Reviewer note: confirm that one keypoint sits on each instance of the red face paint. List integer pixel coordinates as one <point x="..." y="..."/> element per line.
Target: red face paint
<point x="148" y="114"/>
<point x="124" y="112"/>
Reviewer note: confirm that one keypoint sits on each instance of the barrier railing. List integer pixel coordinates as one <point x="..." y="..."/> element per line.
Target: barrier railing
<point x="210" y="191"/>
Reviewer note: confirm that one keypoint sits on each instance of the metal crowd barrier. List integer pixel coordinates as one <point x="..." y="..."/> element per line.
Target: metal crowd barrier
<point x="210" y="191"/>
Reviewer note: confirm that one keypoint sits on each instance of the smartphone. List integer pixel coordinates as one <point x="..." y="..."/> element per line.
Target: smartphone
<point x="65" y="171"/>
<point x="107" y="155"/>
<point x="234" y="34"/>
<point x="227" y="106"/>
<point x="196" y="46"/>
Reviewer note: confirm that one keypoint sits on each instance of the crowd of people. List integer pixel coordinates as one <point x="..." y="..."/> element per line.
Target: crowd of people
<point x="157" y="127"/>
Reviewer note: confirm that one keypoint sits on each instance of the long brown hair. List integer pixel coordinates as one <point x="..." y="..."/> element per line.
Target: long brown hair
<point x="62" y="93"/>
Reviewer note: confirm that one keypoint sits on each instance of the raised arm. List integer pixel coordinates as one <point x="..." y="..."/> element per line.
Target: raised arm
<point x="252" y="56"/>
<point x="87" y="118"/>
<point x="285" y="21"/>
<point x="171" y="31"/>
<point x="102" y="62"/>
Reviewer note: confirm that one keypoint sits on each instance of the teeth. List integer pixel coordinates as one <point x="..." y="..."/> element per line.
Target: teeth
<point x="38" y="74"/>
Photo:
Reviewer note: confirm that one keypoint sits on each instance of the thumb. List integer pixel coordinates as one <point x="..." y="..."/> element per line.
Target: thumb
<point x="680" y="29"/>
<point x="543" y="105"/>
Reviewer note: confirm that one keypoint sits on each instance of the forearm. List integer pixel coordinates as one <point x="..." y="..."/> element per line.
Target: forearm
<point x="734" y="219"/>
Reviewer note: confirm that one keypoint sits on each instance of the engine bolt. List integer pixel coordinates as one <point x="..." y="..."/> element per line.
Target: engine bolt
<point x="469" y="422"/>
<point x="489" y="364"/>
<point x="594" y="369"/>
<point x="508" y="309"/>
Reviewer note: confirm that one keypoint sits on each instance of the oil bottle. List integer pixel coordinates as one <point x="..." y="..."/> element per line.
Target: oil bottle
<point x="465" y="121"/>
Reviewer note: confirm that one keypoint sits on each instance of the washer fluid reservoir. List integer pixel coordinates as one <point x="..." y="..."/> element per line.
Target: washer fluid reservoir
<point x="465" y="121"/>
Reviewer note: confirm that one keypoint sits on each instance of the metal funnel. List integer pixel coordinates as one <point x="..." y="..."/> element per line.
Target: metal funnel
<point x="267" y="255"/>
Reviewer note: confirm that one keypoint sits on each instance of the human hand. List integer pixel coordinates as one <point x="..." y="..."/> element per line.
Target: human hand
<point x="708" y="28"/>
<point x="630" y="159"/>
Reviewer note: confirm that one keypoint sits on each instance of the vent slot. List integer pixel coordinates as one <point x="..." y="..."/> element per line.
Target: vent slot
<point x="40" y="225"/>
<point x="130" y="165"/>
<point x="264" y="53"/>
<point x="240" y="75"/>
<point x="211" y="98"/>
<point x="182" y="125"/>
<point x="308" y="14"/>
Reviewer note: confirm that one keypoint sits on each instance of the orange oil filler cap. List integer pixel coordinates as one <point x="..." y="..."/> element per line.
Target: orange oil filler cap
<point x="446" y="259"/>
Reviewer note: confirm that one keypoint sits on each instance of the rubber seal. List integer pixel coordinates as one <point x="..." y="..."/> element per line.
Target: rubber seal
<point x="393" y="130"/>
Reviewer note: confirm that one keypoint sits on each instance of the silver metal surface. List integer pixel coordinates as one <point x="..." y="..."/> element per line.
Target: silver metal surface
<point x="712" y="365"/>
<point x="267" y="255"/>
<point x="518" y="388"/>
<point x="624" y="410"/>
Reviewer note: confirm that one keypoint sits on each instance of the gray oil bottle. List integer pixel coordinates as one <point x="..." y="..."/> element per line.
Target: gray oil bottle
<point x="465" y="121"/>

----------------------------------------

SET EXERCISE
Copy out the items from the line containing "of the gray" through the end of the items, substituting "oil container" for "oil bottle" and changing nothing else.

REPLY
Reviewer note: confirm that one keypoint sits on each instance of the gray oil container. List integer pixel coordinates as one <point x="..." y="..."/> element per line.
Target: gray oil container
<point x="465" y="121"/>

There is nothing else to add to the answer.